* Start GIVEN DATA *

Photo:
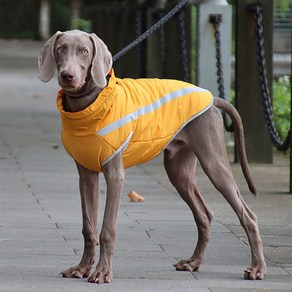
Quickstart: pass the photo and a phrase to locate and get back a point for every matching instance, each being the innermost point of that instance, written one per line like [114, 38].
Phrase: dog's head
[78, 56]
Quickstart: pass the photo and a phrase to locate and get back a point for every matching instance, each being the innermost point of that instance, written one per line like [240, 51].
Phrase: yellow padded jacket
[137, 116]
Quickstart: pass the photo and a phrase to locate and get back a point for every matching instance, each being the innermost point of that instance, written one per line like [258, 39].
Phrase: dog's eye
[60, 50]
[84, 52]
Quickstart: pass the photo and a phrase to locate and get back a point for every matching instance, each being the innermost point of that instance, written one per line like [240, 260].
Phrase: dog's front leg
[88, 184]
[114, 175]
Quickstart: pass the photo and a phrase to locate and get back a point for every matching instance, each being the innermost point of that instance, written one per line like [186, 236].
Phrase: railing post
[247, 83]
[206, 52]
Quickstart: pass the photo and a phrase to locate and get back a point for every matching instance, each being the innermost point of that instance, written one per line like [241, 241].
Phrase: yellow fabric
[136, 116]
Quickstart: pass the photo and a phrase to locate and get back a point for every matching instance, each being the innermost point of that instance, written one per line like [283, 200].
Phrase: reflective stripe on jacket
[136, 116]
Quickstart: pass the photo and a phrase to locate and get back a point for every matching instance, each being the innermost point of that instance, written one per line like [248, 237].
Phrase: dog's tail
[239, 136]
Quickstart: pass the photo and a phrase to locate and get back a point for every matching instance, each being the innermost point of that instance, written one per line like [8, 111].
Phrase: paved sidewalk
[40, 215]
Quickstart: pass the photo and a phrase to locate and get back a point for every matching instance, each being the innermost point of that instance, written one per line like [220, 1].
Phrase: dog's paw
[101, 276]
[255, 273]
[190, 265]
[77, 272]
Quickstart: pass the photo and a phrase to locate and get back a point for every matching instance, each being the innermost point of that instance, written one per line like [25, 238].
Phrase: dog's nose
[67, 76]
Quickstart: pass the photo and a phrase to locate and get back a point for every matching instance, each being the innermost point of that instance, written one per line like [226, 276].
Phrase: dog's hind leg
[180, 164]
[209, 146]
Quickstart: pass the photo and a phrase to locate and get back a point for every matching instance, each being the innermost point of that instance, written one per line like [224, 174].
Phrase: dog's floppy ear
[46, 60]
[101, 62]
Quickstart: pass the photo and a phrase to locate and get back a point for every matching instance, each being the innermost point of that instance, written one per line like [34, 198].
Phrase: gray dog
[110, 124]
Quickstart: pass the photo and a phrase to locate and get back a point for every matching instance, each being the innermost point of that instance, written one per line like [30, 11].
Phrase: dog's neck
[81, 99]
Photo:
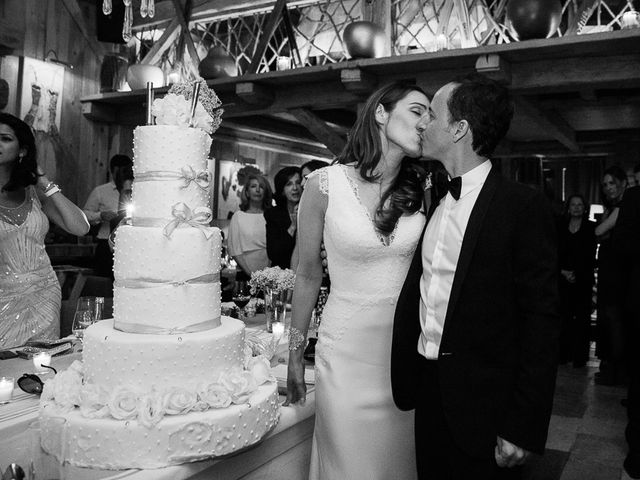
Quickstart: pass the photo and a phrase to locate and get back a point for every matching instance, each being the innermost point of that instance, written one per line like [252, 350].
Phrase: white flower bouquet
[275, 279]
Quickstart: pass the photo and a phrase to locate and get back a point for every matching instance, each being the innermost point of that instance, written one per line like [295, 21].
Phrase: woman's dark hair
[486, 105]
[244, 196]
[25, 169]
[123, 174]
[313, 165]
[279, 182]
[584, 202]
[364, 148]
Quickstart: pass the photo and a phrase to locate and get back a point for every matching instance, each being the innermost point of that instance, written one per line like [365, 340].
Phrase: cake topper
[175, 107]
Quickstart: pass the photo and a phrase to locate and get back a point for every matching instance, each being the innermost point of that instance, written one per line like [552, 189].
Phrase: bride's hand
[296, 388]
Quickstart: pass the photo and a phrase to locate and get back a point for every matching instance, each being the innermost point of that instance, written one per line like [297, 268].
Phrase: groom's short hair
[486, 105]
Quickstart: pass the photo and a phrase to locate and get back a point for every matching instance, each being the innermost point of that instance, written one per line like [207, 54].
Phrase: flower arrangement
[275, 279]
[68, 391]
[175, 107]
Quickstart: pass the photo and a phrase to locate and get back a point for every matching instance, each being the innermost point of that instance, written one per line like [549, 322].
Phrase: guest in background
[101, 207]
[310, 166]
[611, 333]
[29, 289]
[577, 255]
[626, 238]
[247, 242]
[282, 220]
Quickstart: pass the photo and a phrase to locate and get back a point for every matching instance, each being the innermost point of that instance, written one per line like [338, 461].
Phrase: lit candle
[40, 359]
[6, 389]
[149, 103]
[278, 329]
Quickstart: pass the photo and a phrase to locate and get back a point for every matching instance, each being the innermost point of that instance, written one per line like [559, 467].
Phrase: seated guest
[29, 290]
[576, 255]
[282, 220]
[102, 207]
[247, 242]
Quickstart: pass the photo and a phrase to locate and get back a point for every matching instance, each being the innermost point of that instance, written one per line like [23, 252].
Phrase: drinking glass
[241, 296]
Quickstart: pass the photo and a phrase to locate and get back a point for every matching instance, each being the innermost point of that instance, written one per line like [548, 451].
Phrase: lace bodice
[363, 265]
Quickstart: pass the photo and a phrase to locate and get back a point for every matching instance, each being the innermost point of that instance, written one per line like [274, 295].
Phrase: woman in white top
[247, 242]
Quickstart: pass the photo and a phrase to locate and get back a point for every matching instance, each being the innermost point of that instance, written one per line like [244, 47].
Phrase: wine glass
[241, 296]
[81, 320]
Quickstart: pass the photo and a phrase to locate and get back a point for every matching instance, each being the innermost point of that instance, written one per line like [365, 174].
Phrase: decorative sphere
[218, 63]
[528, 19]
[363, 39]
[138, 75]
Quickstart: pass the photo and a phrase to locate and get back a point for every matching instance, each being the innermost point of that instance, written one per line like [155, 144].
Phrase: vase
[139, 74]
[275, 306]
[364, 39]
[529, 19]
[218, 63]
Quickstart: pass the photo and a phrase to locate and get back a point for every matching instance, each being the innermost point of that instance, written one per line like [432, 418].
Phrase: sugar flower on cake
[150, 409]
[240, 385]
[178, 401]
[93, 401]
[275, 279]
[123, 403]
[214, 394]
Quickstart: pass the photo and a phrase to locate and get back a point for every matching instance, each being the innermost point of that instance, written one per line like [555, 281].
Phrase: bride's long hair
[364, 148]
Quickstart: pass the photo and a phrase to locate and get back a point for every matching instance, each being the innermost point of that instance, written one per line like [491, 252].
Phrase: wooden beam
[267, 33]
[357, 81]
[182, 16]
[554, 127]
[164, 42]
[254, 93]
[75, 12]
[319, 129]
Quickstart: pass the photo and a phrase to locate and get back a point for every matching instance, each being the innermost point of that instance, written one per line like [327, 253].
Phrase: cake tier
[145, 253]
[116, 444]
[161, 148]
[144, 362]
[169, 309]
[154, 200]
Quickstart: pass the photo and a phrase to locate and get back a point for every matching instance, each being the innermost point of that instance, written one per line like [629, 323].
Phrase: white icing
[114, 358]
[114, 444]
[146, 253]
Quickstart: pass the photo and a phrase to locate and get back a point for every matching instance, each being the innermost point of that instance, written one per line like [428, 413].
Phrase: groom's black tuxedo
[497, 358]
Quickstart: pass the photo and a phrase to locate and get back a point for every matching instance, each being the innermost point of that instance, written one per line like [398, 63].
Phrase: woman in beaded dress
[29, 289]
[367, 210]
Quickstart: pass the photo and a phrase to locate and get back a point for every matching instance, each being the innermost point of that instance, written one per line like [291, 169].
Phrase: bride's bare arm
[308, 279]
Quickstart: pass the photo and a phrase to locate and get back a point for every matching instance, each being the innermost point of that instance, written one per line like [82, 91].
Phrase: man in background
[100, 209]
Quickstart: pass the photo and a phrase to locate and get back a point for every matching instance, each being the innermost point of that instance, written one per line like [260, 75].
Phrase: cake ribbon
[199, 217]
[154, 330]
[150, 282]
[202, 178]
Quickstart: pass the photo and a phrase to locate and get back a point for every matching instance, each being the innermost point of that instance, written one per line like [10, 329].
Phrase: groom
[476, 327]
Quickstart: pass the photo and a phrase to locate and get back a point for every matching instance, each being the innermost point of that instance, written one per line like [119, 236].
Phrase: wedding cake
[168, 380]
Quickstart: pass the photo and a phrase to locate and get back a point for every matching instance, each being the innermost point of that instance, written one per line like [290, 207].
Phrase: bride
[366, 209]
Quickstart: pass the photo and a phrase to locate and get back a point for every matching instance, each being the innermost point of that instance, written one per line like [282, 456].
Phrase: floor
[586, 433]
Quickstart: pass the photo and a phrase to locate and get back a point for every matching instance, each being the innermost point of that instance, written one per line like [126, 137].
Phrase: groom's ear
[460, 130]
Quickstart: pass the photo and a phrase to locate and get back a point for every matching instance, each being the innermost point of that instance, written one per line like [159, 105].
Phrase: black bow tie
[454, 186]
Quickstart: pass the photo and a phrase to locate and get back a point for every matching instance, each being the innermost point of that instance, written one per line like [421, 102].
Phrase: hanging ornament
[128, 21]
[144, 8]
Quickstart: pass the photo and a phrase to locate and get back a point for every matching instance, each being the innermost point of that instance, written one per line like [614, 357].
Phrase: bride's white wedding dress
[359, 432]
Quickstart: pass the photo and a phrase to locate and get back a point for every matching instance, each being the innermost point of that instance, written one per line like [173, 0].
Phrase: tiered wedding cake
[167, 380]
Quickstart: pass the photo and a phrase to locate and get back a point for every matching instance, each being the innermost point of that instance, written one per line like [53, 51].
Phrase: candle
[6, 389]
[149, 103]
[278, 329]
[194, 102]
[40, 359]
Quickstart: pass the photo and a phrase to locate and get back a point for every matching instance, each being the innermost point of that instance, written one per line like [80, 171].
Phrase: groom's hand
[509, 455]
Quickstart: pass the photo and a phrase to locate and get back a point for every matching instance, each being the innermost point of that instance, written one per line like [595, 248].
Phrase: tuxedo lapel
[470, 239]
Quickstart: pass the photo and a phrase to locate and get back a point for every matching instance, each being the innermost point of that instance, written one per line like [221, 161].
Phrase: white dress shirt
[440, 251]
[103, 198]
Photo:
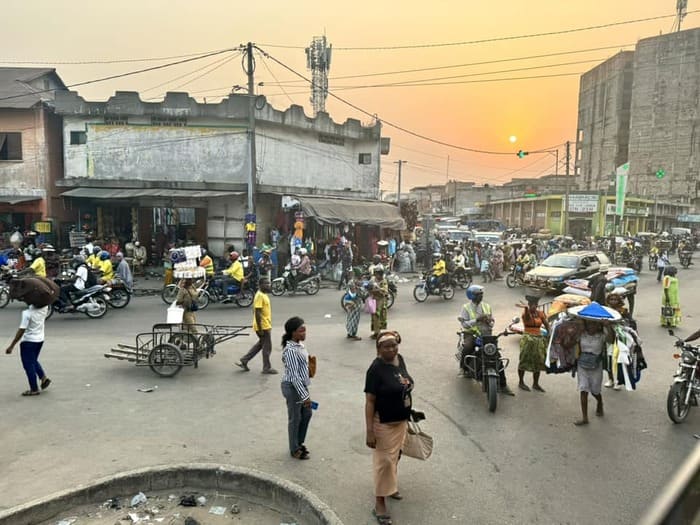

* End GIVEN DATA *

Report every line of the data above that contains the word "glass", copying each line in full.

## [WRITTEN ANSWER]
Phrase: drinking glass
Phrase: wine glass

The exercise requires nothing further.